§ Stated exercise:
Turn every item below into a two-column CSV with the headers item and points, one row per item: the item's text goes in the first column and its answer in the second, each field in double quotes with line breaks changed to spaces. Leave the pictures out.

§ Records provided:
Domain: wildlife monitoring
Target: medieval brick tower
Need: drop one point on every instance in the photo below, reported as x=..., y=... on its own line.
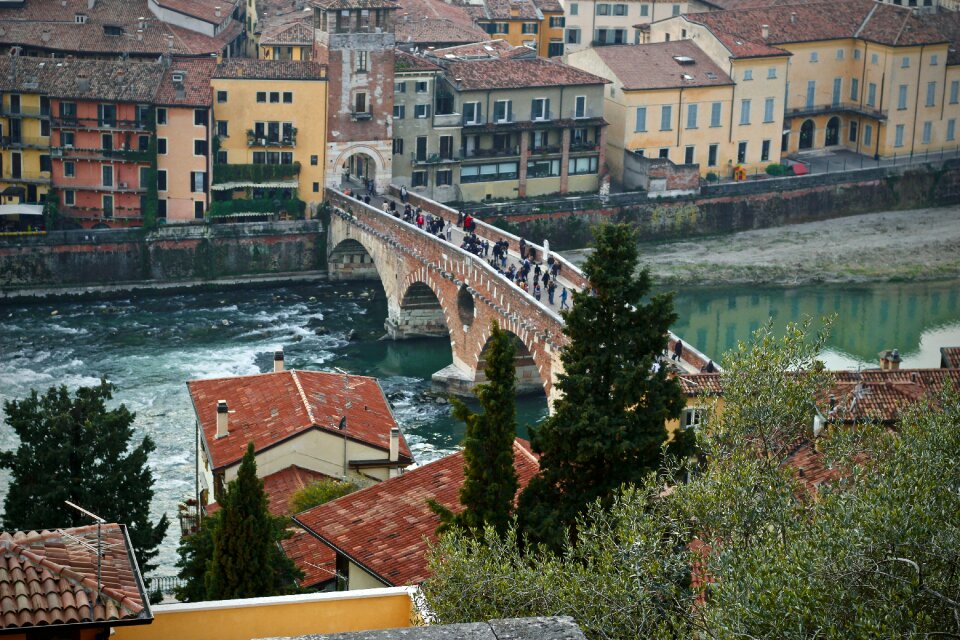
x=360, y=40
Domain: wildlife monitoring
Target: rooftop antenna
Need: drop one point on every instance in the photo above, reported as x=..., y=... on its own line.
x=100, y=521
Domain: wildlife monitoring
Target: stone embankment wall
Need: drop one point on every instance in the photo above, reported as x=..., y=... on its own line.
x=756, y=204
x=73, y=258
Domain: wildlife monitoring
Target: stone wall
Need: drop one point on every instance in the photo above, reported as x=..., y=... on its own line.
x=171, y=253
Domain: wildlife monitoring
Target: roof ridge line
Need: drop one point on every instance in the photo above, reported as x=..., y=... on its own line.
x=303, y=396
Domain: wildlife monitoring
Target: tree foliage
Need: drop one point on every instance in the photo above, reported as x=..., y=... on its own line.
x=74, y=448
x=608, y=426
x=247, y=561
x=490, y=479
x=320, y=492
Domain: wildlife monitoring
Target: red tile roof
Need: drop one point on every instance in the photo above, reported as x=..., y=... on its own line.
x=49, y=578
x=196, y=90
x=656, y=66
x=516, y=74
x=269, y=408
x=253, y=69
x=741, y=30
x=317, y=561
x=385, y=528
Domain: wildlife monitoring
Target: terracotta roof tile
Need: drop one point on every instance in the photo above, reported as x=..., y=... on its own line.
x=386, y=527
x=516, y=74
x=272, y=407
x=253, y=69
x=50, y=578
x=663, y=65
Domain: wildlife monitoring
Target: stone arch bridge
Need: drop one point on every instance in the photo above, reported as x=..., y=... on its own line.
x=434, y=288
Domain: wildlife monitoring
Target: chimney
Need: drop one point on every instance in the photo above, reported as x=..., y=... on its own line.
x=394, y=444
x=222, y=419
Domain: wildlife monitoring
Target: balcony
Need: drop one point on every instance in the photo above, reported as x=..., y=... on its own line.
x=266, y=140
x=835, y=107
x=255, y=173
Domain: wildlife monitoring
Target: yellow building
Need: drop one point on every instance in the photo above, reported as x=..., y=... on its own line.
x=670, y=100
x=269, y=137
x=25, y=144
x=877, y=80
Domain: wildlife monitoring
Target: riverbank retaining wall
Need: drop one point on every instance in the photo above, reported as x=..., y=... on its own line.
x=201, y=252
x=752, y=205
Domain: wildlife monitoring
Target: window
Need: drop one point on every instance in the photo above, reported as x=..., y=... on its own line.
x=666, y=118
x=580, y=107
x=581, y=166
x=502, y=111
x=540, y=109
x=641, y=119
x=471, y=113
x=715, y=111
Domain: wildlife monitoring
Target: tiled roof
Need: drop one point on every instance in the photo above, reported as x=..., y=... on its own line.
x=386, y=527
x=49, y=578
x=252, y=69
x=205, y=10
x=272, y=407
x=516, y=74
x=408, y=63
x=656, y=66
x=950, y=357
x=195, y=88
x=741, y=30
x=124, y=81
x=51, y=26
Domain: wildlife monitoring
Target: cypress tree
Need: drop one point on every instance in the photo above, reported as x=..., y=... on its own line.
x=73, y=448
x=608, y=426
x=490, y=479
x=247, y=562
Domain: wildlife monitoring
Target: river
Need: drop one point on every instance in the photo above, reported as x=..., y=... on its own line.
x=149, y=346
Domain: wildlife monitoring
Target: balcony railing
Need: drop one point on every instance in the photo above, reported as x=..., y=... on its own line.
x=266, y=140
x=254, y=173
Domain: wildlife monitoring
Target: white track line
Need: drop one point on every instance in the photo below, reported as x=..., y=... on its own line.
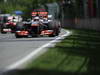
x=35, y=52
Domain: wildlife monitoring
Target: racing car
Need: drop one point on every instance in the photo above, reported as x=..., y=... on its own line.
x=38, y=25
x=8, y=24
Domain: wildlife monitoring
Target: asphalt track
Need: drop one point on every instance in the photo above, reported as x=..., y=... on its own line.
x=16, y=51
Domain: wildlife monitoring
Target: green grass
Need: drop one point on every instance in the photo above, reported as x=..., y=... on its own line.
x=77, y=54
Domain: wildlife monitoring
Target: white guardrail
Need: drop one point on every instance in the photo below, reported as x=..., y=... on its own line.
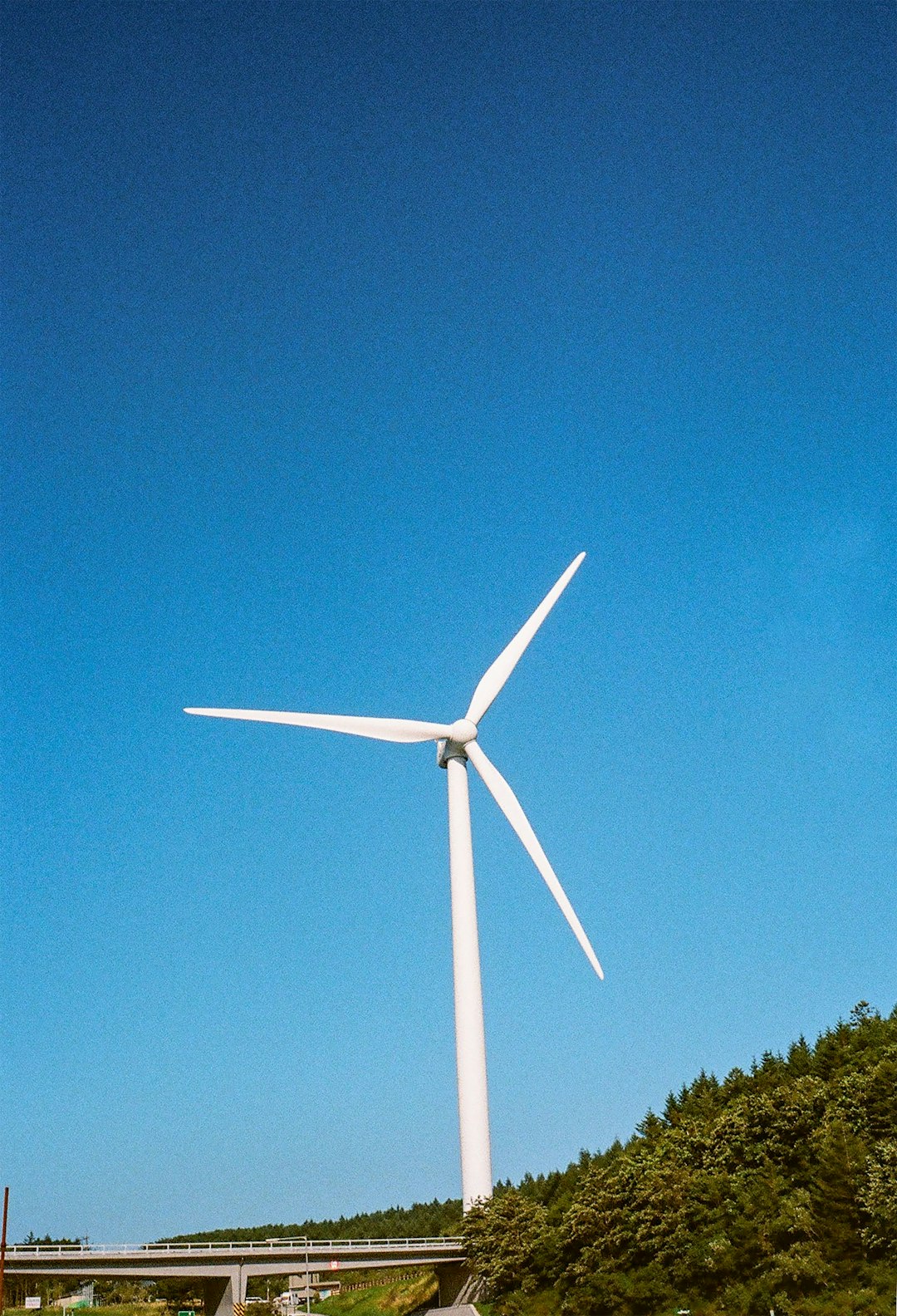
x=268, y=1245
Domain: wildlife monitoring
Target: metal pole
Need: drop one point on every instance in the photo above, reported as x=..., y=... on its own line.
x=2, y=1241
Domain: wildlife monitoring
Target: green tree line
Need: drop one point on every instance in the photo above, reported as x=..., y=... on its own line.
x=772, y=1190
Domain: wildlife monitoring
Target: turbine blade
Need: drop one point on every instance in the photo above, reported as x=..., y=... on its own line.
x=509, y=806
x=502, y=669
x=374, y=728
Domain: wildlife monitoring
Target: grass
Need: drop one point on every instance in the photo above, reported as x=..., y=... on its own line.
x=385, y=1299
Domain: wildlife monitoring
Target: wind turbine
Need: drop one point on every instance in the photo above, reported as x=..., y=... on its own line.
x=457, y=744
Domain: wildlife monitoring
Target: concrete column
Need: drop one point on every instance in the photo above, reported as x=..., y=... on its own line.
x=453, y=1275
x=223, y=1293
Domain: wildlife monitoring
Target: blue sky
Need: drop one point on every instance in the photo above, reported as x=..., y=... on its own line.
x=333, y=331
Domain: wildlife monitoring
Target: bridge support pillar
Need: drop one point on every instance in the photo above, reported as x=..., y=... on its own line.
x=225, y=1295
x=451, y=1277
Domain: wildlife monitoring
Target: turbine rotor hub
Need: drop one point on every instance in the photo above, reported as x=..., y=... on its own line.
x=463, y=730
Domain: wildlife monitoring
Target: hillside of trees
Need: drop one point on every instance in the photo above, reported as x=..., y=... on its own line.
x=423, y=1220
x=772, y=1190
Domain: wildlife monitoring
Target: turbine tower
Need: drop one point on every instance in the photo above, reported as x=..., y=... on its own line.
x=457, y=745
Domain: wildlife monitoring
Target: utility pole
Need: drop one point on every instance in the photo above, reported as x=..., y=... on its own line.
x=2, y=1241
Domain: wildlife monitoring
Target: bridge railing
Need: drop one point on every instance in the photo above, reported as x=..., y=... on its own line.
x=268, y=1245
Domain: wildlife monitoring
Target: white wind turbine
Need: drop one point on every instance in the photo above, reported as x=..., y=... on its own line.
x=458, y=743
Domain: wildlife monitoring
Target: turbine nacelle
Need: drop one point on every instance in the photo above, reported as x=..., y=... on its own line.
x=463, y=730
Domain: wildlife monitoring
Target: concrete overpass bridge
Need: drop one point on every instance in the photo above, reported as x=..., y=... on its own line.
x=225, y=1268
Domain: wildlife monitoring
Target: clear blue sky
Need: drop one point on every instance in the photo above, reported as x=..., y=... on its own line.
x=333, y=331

§ Written reply:
item,points
"Domain: wildlife monitoring Target: medieval brick tower Need: drop one point on every instance in the photo below, reported as x=..., y=... on its own line.","x=360, y=40"
"Domain: wildlife monitoring Target: rooftop antenna Need: drop one point on every instance in the photo above, reported as x=..., y=... on its own line.","x=100, y=521"
"Domain: wildlife monitoring Target: stone embankment wall Need: drop one point on every instance in the photo above, reported as x=..., y=... on its own line.","x=756, y=204 x=73, y=258"
"Domain: wildlife monitoring Target: stone wall Need: drop one point on every instance in the photo above, reported as x=..., y=... on its own line.","x=171, y=253"
"Domain: wildlife monitoring Target: roof ridge line Need: drop one point on every instance in the photo above, reported as x=..., y=... on its own line.","x=303, y=396"
"Domain: wildlife monitoring Target: tree foliage Need: drop one point on every instance in the photo above, reported as x=..., y=... on its own line.","x=74, y=448 x=608, y=426 x=247, y=561 x=490, y=479 x=320, y=492"
"Domain: wildlife monitoring Target: red tile roof Need: drop one point on every instance in the photo above, reported as x=..., y=... on its own line.","x=49, y=578 x=196, y=90 x=656, y=66 x=516, y=74 x=269, y=408 x=253, y=69 x=741, y=30 x=317, y=561 x=385, y=528"
"Domain: wildlife monitoring Target: terracotta roof tile Need: drop one point on every instance in the photo above, reported as x=..., y=... on its own line.","x=386, y=527 x=516, y=74 x=272, y=407 x=253, y=69 x=50, y=578 x=663, y=65"
"Domain: wildlife monitoring Target: stone arch bridge Need: drop one point on every instance in the photo above, reported as x=..., y=... on its own line.","x=434, y=288"
"Domain: wildlife monitoring Target: chimney Need: drop one point on every instance in the photo above, reported as x=..., y=... on its own line.","x=394, y=444 x=222, y=419"
"Domain: wildlife monitoring Target: balcony Need: drop one point on every instance in the photo above, reported as x=..., y=... on its own line.","x=266, y=140 x=835, y=107 x=255, y=173"
"Domain: wildlife monitoring Target: yellow building Need: drop one point on every instance in the photo above, reported as x=..., y=... on its own line.","x=670, y=100 x=269, y=137 x=25, y=144 x=877, y=80"
"Domain: wildlife monitoring Target: riverbank retaining wall Need: drop one point on every instance in the photo above, reported as x=..., y=... on its own line.","x=201, y=252 x=752, y=205"
"Domain: wildlife monitoring Target: window Need: drop one point on every instance in the photo above, reported as x=..., y=... on its own line.","x=666, y=118 x=580, y=107 x=581, y=166 x=502, y=111 x=540, y=109 x=641, y=119 x=471, y=113 x=715, y=111"
"Domain: wildlife monitoring Target: tiled roof Need: drop one point on every instance in the photo above, reported as x=..., y=... on its own line.","x=386, y=527 x=49, y=578 x=252, y=69 x=205, y=10 x=272, y=407 x=516, y=74 x=408, y=63 x=656, y=66 x=950, y=357 x=195, y=88 x=741, y=30 x=124, y=81 x=51, y=26"
"Domain: wildlife monitoring Target: cypress tree Need: drop one point on every instance in the photo above, reported as x=..., y=... on its own line.","x=73, y=448 x=608, y=426 x=490, y=479 x=247, y=562"
"Domain: wildlife monitoring Target: river Need: drop one point on every instance in the photo above, reported as x=..., y=... on its own line.","x=149, y=346"
"Domain: wildlife monitoring Target: balcony railing Need: drop one point on every instance in the photo above, reported as x=..., y=... on its own line.","x=266, y=140 x=254, y=173"
"Domain: wildlife monitoring Target: white track line Need: drop one point on every instance in the photo below, reported as x=..., y=... on its own line.","x=35, y=52"
"Domain: wildlife monitoring Target: racing car Need: drop one point on every instance in the photo above, reported as x=..., y=... on its own line.","x=38, y=25 x=8, y=24"
"Domain: wildlife monitoring Target: asphalt track Need: drop one point on every instance in the photo above, reported as x=..., y=... on its own line.","x=16, y=51"
"Domain: wildlife monitoring Target: green grass Need: drop one point on every instance in the photo above, reported as x=..., y=... on its own line.","x=77, y=54"
"Domain: wildlife monitoring Target: white guardrail Need: drop one point on every instance in the photo below, reported as x=..., y=... on its own line.","x=268, y=1245"
"Domain: wildlife monitoring Target: metal pole Need: drop one point on every instance in the photo above, reported as x=..., y=... on its own line.","x=2, y=1241"
"Domain: wildlife monitoring Target: green tree line Need: drop one point on every instance in the photo above, reported as x=..., y=... on its own line.","x=772, y=1190"
"Domain: wildlife monitoring Target: turbine blade Need: drop one point on every instance in the photo above, reported as x=..., y=... on its own line.","x=509, y=806 x=502, y=669 x=374, y=728"
"Domain: wildlife monitoring Target: grass Need: drop one point on every instance in the photo above, reported as x=..., y=... on its own line.","x=385, y=1299"
"Domain: wildlife monitoring Target: wind turbine Need: drop one point on every instance in the photo above, reported as x=..., y=... on its own line.","x=457, y=744"
"Domain: wildlife monitoring Target: concrete column Need: drop one point on every instance in the photo above, reported as x=..., y=... on its own line.","x=453, y=1275 x=223, y=1293"
"Domain: wildlife monitoring Target: blue sky Need: drop one point on every instance in the photo above, reported as x=..., y=... on its own line.","x=333, y=331"
"Domain: wildlife monitoring Target: bridge support pillar Need: drop one point on every instance in the photo above, reported as x=..., y=... on its own line.","x=225, y=1295 x=451, y=1277"
"Domain: wildlife monitoring Target: turbine rotor hub Need: drop one point on every instance in the photo above, reported as x=..., y=... on its own line.","x=463, y=730"
"Domain: wildlife monitoring Target: hillside of trees Need: drop one point on every instance in the photo above, reported as x=..., y=... on its own line.","x=423, y=1220 x=772, y=1190"
"Domain: wildlife monitoring Target: turbine tower Need: drop one point on every instance in the photo above, reported as x=..., y=... on its own line.","x=457, y=745"
"Domain: wildlife monitoring Target: utility pole Need: drop one point on every instance in the photo above, reported as x=..., y=... on its own line.","x=2, y=1241"
"Domain: wildlife monitoring Target: bridge railing Need: drop one point on every instance in the photo above, reported as x=..., y=... on its own line.","x=268, y=1245"
"Domain: wildlife monitoring Target: white wind turbine Need: drop one point on every instance in the photo above, reported as x=..., y=... on its own line.","x=458, y=743"
"Domain: wildlife monitoring Target: turbine nacelle Need: drop one point on every instance in the photo above, reported as x=..., y=... on its own line.","x=463, y=730"
"Domain: wildlife monitoring Target: concrete overpass bridge Need: drop one point on every instance in the photo above, reported as x=..., y=... on its own line.","x=225, y=1268"
"Domain: wildlife monitoring Target: clear blue sky Need: drop one point on every instance in the photo above, reported as x=..., y=... on its own line.","x=333, y=331"